**DESCRIPTION OF THE TASK:** Print, exactly as given, each line of the data from the line containing "above for figure's" up to and including its last line.

**MATERIAL PROVIDED:**
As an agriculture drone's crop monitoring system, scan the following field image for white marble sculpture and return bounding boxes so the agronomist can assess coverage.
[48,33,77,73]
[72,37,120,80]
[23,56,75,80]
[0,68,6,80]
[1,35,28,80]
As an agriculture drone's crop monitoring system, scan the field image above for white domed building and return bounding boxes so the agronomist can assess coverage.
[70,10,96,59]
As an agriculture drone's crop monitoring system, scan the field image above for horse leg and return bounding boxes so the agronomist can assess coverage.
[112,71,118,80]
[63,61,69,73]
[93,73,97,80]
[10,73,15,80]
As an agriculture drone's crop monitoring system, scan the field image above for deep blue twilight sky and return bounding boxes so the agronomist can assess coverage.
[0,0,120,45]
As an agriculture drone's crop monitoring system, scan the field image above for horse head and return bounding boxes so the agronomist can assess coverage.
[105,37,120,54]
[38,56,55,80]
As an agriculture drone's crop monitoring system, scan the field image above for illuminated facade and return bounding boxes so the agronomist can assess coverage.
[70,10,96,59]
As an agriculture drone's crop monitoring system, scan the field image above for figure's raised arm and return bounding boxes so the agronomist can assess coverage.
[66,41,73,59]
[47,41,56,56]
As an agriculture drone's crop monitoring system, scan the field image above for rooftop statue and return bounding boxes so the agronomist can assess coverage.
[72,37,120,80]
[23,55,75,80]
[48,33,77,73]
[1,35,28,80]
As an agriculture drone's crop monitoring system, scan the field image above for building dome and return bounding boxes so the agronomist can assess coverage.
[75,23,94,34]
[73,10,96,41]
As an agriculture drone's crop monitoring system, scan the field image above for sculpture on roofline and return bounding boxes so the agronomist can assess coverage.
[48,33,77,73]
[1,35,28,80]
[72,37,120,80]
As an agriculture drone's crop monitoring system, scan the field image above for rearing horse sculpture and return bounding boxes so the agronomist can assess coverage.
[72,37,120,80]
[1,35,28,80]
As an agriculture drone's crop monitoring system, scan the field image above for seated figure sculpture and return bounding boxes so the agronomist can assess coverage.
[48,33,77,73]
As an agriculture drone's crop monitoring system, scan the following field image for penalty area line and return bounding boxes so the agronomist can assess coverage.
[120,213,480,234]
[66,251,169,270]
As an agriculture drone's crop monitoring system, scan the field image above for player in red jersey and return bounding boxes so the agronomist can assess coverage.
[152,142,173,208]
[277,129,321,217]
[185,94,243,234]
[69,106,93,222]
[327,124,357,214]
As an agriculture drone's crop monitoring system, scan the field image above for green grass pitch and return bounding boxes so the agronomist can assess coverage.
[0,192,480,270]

**OUTPUT FOR THIS TASK:**
As an agriculture drone's crop monitoring system, scan the field image above for figure's raised arm and return bounding boxes so the agronomist can assess coverage.
[66,41,73,59]
[47,41,56,56]
As an agriculture drone's crop monitoring system, scan the field image above for rooftop statue and return bounding boxes so the agronomist can assess coverage.
[72,37,120,80]
[23,55,75,80]
[48,33,77,73]
[1,35,28,80]
As an agriculture drone's crop monitoring system, scan the field image above for building dome and return bounding boxes so the agronomist can assess coverage.
[75,23,94,34]
[73,10,96,41]
As an agriculture drone's crop monitoring system, scan the field image above for sculpture on roofline and return bounding boxes so the agronomist can assess coverage.
[48,33,77,73]
[1,35,28,80]
[72,37,120,80]
As an agriculture drone's crop monitoring system, scan the field image above for rearing horse sculpture and return bounding boxes so the agronomist can assess coverage.
[72,37,120,80]
[1,35,28,80]
As an agriculture drone's crop monitoring system, scan the field image above for seated figure sculpture and return bounding boxes so the agronomist can assess coverage.
[48,33,77,73]
As an agriculture drone's crop monitoring system, scan the following field image for penalty area line and return bounding boxes so the agronomist can assess coverage.
[120,213,480,234]
[66,251,169,270]
As an agriculture drone's crop monitoring system, scan the field image above for player in red jersey and return bounding boxes so the agronomist can assess coverage.
[152,142,173,208]
[277,129,321,217]
[185,94,243,234]
[69,106,93,222]
[327,124,357,214]
As an agriculture drone's crop monitoring system, scan the field image above for green grass pitch and return bounding boxes so the agronomist can assess coverage.
[0,192,480,270]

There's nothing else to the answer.